DATA =>
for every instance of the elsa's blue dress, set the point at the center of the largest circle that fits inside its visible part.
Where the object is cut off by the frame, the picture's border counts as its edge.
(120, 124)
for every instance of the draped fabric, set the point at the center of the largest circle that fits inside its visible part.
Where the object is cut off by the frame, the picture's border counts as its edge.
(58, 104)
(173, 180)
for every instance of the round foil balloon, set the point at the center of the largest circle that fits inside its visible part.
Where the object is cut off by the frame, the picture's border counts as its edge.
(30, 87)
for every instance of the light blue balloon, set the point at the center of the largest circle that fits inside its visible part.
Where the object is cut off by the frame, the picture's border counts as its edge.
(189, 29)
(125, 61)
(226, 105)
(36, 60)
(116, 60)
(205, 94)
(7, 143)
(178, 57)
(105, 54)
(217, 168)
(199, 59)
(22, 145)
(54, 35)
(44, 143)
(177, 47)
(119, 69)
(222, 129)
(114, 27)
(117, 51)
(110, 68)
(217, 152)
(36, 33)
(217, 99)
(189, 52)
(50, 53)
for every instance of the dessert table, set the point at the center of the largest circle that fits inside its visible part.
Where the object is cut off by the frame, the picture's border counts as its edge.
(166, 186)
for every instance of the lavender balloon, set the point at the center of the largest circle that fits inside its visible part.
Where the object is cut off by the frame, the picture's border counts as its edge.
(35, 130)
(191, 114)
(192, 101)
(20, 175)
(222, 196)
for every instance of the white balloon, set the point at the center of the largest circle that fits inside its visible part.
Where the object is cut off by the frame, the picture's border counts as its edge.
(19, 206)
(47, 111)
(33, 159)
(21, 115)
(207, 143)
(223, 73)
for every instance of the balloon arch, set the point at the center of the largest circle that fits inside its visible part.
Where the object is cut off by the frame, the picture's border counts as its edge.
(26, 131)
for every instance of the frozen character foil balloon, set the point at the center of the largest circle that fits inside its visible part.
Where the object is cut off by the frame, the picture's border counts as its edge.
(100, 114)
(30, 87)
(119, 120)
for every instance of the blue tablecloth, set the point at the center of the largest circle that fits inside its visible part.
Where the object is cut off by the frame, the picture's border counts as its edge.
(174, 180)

WHAT IS REQUIRED =>
Search the data above for the word "foil". Copy each line it is in.

EXERCISE SOLUTION =>
for every instance of the round foil balloon, set the point at the center of the largest circle that fits inside its visible part.
for every instance of the frozen character foil balloon, set the point at the center of the largest circle that fits inside its visible part.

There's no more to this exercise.